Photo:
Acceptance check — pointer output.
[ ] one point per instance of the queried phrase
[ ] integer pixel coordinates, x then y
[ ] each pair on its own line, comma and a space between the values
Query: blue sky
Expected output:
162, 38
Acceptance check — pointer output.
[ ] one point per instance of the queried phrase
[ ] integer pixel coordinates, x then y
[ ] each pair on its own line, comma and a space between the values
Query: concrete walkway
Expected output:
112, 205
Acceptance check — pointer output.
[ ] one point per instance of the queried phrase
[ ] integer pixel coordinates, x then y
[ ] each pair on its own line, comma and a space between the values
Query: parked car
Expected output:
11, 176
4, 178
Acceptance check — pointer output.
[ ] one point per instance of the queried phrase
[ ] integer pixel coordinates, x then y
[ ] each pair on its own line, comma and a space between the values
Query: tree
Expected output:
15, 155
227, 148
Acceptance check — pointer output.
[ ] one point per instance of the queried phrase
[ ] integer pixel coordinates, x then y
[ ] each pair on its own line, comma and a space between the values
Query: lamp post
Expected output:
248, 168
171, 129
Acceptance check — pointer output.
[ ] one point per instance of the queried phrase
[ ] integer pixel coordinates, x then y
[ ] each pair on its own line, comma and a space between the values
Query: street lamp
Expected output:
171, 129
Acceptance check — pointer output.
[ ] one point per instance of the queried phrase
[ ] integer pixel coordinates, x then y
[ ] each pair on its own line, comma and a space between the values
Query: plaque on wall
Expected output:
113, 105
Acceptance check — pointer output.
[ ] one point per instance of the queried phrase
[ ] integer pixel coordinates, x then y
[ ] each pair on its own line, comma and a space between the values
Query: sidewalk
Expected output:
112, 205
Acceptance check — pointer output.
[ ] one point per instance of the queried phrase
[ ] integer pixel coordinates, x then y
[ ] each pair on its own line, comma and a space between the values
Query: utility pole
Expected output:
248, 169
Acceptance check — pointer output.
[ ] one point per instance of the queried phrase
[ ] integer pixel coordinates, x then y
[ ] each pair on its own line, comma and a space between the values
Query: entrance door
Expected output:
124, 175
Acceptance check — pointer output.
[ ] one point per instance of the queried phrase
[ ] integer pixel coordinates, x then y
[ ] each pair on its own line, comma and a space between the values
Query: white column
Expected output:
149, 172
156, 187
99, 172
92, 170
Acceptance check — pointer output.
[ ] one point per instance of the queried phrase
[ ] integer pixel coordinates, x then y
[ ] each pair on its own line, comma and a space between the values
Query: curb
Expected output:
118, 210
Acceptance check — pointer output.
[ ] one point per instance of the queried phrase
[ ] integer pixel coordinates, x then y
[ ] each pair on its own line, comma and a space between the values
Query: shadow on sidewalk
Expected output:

==============================

DIRECTIVE:
Please repeat the material above, word for word and in full.

EXPECTED ANSWER:
Photo:
Acceptance check — pointer output.
[ ] one point per instance of the queried phrase
[ ] integer pixel coordinates, x then y
[ ] each pair on its own line, comma and a space between the values
Query: blue sky
Expected output:
162, 38
Acceptance check — pointer output.
[ ] one point per instance of the queried phrase
[ ] integer pixel coordinates, x then y
[ ] each pair on its own line, comma and a space between the values
Query: concrete walkway
Expected output:
112, 205
Acceptance check — pointer output.
[ ] one point per instance of the queried phrase
[ ] integer pixel coordinates, x then y
[ ] each pair on its own line, comma and a space between the values
Query: parked car
Expected output:
11, 176
4, 178
Acceptance check — pointer output.
[ ] one point per instance of the queried phrase
[ ] integer pixel coordinates, x then y
[ ] each pair on its own line, comma and a space between the values
Query: tree
Expected output:
15, 155
227, 148
Acceptance check — pointer output.
[ ] one point per instance of the queried phrase
[ ] integer pixel coordinates, x then y
[ ] each pair on its own line, comma and a space between the values
Query: lamp post
Expected output:
248, 168
171, 129
Acceptance check — pointer output.
[ ] one point per instance of the queried phrase
[ ] integer pixel coordinates, x then y
[ ] each pair on its own line, comma and a space between the values
Query: street lamp
Expected output:
171, 129
Acceptance check — pointer output.
[ ] one point per instance of the queried phrase
[ ] integer pixel coordinates, x then y
[ ] each pair on its own line, comma and a space between the values
Query: plaque on wall
Expected output:
113, 105
Acceptance check — pointer output.
[ ] one point per instance of the queried phrase
[ ] integer pixel coordinates, x then y
[ ] each pair on its own line, comma and a space between the values
Query: sidewalk
Expected output:
112, 205
Acceptance check — pointer output.
[ ] one point per instance of the queried phrase
[ ] integer pixel coordinates, x then y
[ ] each pair on its own line, comma and a space between the values
Query: utility pole
Expected output:
248, 169
Acceptance check — pointer output.
[ ] one point per instance of the queried phrase
[ ] integer pixel coordinates, x then y
[ ] each pair on its own line, comma and a space between the values
Query: entrance door
Expected output:
124, 175
Acceptance check — pointer output.
[ ] one point per instance of the queried phrase
[ ] integer pixel coordinates, x then y
[ ] each pair on its own line, comma and a space between the values
Query: white column
Expected output:
149, 172
156, 187
99, 172
92, 170
Acceptance check — pointer output.
[ ] one point per instance of the queried phrase
[ ] integer pixel coordinates, x then y
[ ] each pair on its own line, comma and a space between the values
Query: curb
Expected output:
118, 210
Acceptance check — pointer output.
[ ] one point per instance of the queried phrase
[ ] integer pixel coordinates, x then y
[ ] each pair on its own line, comma and a space between the values
Query: shadow on sidewalk
Expected output:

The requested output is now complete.